Assigned task -
This exercise calls for copying every line below that holds the word "blue".

*** Data supplied Section Begins ***

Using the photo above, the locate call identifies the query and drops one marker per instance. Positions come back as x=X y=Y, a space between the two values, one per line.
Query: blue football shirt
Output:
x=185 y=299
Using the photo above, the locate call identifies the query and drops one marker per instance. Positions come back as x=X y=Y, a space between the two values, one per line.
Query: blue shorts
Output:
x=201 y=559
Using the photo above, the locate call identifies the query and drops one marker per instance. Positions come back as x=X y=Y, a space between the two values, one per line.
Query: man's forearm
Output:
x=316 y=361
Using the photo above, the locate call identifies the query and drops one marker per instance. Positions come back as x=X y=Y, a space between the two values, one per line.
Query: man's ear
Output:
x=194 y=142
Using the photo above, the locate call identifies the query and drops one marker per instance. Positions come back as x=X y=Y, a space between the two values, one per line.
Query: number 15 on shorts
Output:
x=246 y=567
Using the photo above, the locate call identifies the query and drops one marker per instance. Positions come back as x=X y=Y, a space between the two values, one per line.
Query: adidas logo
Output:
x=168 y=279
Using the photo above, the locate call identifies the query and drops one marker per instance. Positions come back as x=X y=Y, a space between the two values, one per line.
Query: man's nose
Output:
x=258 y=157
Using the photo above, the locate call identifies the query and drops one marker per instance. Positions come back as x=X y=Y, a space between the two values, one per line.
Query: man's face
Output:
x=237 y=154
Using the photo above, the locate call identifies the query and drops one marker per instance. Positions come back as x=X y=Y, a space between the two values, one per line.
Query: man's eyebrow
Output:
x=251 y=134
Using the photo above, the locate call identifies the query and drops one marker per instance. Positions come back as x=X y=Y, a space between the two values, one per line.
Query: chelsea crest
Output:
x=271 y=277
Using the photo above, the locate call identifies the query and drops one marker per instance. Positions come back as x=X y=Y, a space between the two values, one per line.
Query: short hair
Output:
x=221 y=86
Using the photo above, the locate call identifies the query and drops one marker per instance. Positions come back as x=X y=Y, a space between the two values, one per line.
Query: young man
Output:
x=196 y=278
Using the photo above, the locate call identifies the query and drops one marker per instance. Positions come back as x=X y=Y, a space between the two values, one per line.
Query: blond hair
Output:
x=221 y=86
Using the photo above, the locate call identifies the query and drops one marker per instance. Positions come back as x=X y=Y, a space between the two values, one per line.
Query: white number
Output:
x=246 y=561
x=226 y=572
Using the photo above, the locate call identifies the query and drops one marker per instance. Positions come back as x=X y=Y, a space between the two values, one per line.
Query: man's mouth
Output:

*** Data supplied Section Ends ***

Response below -
Query: blue football shirt
Query: blue shorts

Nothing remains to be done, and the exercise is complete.